**Tarefas**
1. Segundo o texto sobre grupos econômicos, o que tem se mostrado condição suficiente para que uma empresa responda por dívidas de outras?
2. Dê continuidade ao texto sobre grupos econômicos, começando logo após a última frase apresentada.

**Documento**
——————

A criação de Grupos Econômicos, ou seja, diversas empresas que atuam em conjunto e que tem como sócios as mesmas pessoas, é prática comum no meio empresarial.

Porém, muitas vezes fica clara a existência de confusão patrimonial na administração dessas empresas, o que tem se mostrado condição suficiente para que, com a Desconsideração da Personalidade Jurídica, com foco na teoria maior, uma empresa responda por dívidas de outras.

Neste sentido:

“RECURSO ESPECIAL. EMPRESARIAL. PROCESSO CIVIL. DESCONSIDERAÇÃO DA PERSONALIDADE JURÍDICA. CUMPRIMENTO DE SENTENÇA. RECONHECIMENTO DE GRUPO ECONÔMICO. REVISÃO DOS FATOS AUTORIZADORES. SÚMULA N° 7/STJ. NULIDADE POR FALTA DE CITAÇÃO AFASTADA. EFETIVO PREJUÍZO PARA A DEFESA NÃO VERIFICADO. OFENSA À COISA JULGADA INEXISTENTE. AUSÊNCIA DE NEGATIVA DE PRESTAÇÃO JURISDICIONAL. SÚMULA N° 98/STJ.

——————

**Extrato dos dados**
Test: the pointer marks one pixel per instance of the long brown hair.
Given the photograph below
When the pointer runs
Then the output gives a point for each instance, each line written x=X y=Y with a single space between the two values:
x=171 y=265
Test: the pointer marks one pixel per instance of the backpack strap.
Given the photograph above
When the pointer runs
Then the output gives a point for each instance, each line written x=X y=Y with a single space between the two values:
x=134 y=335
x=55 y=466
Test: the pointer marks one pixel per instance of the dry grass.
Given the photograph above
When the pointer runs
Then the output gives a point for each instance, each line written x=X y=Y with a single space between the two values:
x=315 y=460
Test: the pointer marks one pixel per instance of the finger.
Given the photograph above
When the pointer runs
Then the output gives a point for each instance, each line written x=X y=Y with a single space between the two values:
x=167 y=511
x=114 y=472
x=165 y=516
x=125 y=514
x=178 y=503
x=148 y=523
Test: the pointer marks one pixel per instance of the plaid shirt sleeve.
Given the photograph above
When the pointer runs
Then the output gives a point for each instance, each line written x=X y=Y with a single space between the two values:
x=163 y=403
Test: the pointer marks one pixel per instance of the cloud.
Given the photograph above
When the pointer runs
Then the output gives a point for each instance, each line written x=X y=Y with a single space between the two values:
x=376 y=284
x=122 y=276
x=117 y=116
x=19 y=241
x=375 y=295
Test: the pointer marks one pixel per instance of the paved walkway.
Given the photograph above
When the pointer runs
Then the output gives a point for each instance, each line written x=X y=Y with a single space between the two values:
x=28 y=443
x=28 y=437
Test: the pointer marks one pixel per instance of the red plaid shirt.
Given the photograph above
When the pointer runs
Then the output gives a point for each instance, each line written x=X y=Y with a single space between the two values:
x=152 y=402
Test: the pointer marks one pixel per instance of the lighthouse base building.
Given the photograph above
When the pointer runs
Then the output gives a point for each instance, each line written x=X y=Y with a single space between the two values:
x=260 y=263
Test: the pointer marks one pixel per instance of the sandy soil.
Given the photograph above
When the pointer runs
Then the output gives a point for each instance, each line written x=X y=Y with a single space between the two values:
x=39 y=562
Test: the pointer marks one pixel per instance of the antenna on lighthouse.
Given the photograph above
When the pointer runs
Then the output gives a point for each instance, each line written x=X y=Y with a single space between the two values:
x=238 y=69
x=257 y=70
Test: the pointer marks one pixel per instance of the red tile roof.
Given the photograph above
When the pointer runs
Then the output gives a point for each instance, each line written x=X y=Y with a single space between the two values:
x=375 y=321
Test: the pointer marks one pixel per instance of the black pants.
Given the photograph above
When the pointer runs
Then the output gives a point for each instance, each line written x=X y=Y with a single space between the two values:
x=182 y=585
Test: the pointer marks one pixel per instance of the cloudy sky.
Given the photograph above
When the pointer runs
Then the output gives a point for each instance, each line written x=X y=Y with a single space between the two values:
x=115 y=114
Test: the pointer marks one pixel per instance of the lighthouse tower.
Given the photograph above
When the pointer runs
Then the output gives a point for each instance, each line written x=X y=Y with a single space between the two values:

——————

**Respostas**
1. A existência de confusão patrimonial na administração dessas empresas.

2.
1. Reconhecido o grupo econômico e verificada confusão patrimonial, é possível desconsiderar a personalidade jurídica de uma empresa para responder por dívidas de outra, inclusive em cumprimento de sentença, sem ofensa à coisa julgada. Rever a conclusão no caso dos autos é inviável por incidir a Súmula n° 7/STJ.” (grifo nosso) (STJ, REsp n° 1.253.383 - MT, Terceira Turma, Relator Ministro Ricardo Villas Boas Cueva, V.U., julg. 12/06/2012).

Para alguns, ainda, a formação de grupo de empresas acaba se justificando mais como um artifício para impedir ou dificultar o cumprimento de suas dívidas, configurando-se, na prática, a formação de grupo econômico com finalidade ilícita, já que seu objetivo principal é livrar o patrimônio das demais empresas ou sócios ameaçados por débitos.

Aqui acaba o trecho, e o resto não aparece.